Reproduce only what runs from the line containing "woman's face, a" to the line containing "of the arched" in the records below, inclusive. Keep it exact, and keep the pictures out.

(Point localization data)
== Segment start ==

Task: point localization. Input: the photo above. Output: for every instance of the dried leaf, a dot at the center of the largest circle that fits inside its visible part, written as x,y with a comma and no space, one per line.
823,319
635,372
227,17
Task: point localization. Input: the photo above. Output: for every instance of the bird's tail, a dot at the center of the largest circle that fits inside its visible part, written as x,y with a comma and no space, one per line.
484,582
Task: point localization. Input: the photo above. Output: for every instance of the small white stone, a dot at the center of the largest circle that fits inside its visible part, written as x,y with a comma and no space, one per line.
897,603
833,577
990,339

== Segment end ==
== Segment start ==

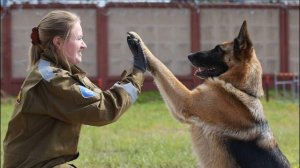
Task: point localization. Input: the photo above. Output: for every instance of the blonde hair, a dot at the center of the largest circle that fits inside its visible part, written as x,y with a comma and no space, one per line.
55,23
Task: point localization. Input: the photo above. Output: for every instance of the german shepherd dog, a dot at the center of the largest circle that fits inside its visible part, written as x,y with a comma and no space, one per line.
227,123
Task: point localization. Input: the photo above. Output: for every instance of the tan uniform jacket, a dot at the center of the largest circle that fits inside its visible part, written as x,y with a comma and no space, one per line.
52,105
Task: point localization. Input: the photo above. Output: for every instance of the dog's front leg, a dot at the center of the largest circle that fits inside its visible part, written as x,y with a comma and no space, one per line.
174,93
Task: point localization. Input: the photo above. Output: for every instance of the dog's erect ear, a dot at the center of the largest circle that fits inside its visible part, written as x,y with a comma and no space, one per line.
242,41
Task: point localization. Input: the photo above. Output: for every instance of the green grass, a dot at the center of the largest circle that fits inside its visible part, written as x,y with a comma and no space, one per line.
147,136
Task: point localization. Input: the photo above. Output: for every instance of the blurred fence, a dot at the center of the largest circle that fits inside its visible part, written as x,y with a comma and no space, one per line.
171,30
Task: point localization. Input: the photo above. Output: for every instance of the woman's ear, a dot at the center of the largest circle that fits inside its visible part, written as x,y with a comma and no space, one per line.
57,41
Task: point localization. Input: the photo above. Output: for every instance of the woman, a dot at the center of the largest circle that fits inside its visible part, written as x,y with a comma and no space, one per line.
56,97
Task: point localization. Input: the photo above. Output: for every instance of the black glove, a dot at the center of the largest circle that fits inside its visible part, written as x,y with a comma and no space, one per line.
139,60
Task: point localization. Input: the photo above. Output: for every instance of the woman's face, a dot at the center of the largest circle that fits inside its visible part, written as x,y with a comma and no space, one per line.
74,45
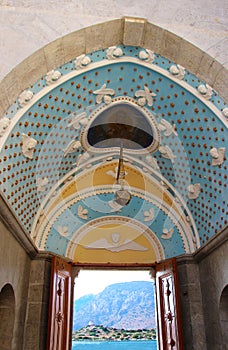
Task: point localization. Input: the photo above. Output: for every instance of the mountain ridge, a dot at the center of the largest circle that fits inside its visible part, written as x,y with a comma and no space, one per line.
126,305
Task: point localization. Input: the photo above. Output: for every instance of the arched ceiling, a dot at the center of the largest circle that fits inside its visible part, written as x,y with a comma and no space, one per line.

== Segment end ==
== Segment start ==

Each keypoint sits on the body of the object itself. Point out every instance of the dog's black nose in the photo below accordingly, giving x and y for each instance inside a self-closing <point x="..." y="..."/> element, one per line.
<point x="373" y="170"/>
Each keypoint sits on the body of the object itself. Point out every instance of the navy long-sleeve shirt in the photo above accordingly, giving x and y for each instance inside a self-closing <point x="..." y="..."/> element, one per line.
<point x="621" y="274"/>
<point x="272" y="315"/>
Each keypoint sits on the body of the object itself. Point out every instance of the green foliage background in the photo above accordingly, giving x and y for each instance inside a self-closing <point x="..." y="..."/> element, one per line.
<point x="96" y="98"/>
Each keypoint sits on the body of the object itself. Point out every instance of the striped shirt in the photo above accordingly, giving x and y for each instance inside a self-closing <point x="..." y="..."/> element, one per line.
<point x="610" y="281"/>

== Segment end ==

SOLVED PROBLEM:
Task: point localization. Input: the photo above. Output: for every instance of the woman's face, a dot at the center of the largest circle that fits inside its visible part, written as x,y with a comma and no space, one per line.
74,45
Task: point localization. Input: the photo above. Output: for every instance of the mountain ridge, a dot at the center of the largest circle that fits inside its visible part, written as x,y with a comma and no space, one per line.
126,305
Task: point localization. Input: the photo above. Output: for every instance of the arched ceiling, a dot at the center of the largest circle that fits inside its visible part, written as x,y with a comma and no space, one per line.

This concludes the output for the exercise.